_Task directions:_ Substitute "whole-number pixels" for "integer pixels" in the lines starting at the one containing "gravel ground. Report pixel corners as JSON arrays." and ending at the one containing "[[88, 208, 450, 318], [308, 206, 450, 250]]", and leave everything else unchanged. Give only those lines.

Image annotation data:
* START *

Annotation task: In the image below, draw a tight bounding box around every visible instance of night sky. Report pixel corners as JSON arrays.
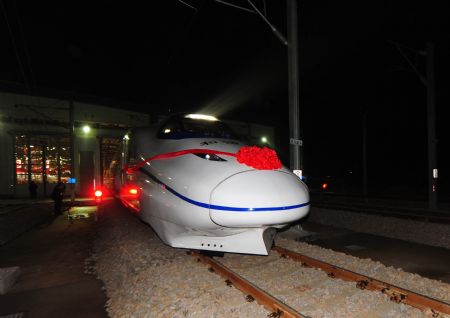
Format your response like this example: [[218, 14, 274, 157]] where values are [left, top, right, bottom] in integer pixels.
[[0, 0, 450, 195]]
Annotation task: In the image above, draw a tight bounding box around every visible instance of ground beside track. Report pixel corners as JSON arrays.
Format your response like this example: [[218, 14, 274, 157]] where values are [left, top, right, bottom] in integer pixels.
[[0, 204, 107, 318], [93, 200, 450, 318]]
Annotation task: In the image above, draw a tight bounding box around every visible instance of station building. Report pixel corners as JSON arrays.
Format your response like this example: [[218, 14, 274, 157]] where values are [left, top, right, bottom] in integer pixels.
[[0, 92, 150, 197], [0, 91, 275, 198]]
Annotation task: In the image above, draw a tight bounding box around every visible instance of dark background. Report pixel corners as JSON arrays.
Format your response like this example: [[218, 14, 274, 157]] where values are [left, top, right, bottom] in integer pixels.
[[0, 0, 450, 198]]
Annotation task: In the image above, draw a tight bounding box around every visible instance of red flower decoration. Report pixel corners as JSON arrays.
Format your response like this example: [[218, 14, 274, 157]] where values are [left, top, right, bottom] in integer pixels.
[[236, 146, 282, 170]]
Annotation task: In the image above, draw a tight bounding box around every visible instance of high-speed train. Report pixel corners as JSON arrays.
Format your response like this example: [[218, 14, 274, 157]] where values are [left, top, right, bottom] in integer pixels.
[[115, 114, 310, 255]]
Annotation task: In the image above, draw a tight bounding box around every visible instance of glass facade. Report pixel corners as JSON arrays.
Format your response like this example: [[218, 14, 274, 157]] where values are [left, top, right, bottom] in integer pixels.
[[14, 135, 71, 184]]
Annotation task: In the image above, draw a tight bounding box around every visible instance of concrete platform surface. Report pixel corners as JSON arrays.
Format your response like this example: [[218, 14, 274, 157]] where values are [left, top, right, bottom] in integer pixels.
[[0, 207, 107, 317]]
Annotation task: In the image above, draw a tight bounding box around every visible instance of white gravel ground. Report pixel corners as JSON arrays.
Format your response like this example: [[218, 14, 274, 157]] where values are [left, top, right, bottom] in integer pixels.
[[88, 208, 450, 318], [308, 206, 450, 250]]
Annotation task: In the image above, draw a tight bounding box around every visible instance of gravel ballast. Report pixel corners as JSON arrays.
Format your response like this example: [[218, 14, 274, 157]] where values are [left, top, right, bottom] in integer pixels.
[[88, 202, 450, 317], [308, 206, 450, 249]]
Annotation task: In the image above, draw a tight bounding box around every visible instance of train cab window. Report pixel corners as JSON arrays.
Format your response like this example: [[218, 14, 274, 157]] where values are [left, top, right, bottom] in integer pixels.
[[124, 132, 139, 166], [158, 115, 238, 139]]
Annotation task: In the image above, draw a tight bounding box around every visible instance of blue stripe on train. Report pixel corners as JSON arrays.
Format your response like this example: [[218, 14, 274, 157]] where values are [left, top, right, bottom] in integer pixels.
[[139, 168, 310, 212]]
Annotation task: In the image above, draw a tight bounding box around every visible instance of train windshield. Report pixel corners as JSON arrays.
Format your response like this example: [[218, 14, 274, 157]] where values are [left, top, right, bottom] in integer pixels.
[[158, 116, 238, 139]]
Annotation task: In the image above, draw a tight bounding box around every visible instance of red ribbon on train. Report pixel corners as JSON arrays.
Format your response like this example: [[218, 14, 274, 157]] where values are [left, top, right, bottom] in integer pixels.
[[124, 146, 282, 173]]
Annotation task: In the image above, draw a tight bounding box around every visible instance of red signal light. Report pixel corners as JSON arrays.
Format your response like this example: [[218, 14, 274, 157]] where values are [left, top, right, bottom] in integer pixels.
[[94, 190, 103, 198]]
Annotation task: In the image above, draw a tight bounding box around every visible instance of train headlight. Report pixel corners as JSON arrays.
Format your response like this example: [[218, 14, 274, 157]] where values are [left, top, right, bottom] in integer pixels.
[[195, 153, 226, 161]]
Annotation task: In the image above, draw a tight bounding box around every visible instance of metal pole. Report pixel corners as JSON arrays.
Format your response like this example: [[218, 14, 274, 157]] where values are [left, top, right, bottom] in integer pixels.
[[69, 99, 75, 178], [427, 42, 438, 209], [287, 0, 302, 170], [362, 110, 368, 201]]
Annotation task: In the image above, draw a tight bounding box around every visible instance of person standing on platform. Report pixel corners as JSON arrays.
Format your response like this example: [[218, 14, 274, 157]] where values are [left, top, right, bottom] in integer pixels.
[[52, 181, 66, 216]]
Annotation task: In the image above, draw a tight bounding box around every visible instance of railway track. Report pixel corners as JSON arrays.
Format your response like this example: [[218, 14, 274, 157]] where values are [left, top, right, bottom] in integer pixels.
[[312, 199, 450, 224], [192, 247, 450, 318]]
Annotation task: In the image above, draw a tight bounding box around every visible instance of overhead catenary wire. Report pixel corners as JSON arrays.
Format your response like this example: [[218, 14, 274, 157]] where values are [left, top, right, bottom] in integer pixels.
[[0, 0, 30, 90]]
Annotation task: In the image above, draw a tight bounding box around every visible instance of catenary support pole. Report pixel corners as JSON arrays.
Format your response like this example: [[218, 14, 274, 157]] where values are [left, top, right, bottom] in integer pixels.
[[427, 42, 438, 209], [287, 0, 303, 170]]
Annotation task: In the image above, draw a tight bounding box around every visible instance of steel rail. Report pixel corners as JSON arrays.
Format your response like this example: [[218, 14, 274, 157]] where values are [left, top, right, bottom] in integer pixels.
[[313, 202, 450, 224], [272, 246, 450, 317], [191, 252, 306, 318]]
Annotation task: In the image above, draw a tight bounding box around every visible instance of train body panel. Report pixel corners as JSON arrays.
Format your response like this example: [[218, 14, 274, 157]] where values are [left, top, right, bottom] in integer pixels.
[[117, 117, 309, 255]]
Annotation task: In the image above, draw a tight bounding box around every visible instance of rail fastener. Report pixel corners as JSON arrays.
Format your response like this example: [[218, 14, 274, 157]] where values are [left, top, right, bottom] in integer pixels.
[[191, 252, 305, 318]]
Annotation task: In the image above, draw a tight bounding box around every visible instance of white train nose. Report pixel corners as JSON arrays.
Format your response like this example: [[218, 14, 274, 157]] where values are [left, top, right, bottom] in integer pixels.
[[209, 170, 309, 227]]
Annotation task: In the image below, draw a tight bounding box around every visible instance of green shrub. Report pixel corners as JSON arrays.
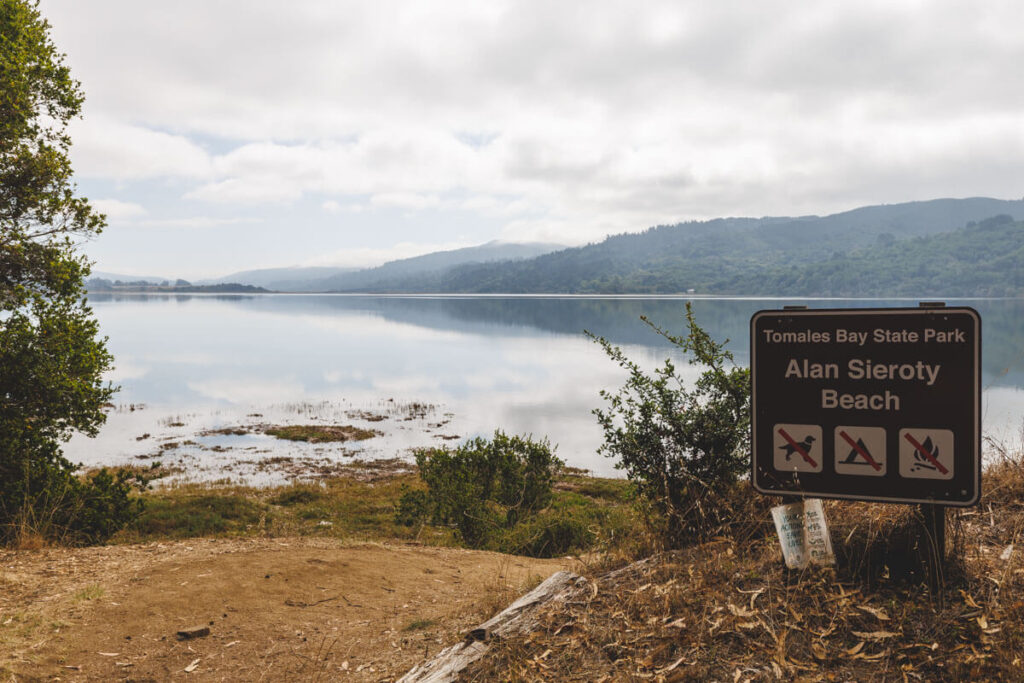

* END *

_Expected output:_
Annotation task: In the image above, draw a tight bounding box around every visible instance of white gravel ground. Report pixel corners as JSON arrays.
Format your response like this example: [[218, 14, 274, 157]] where values are [left, top, right, bottom] in whole-number pixels.
[[88, 208, 450, 318], [308, 206, 450, 250]]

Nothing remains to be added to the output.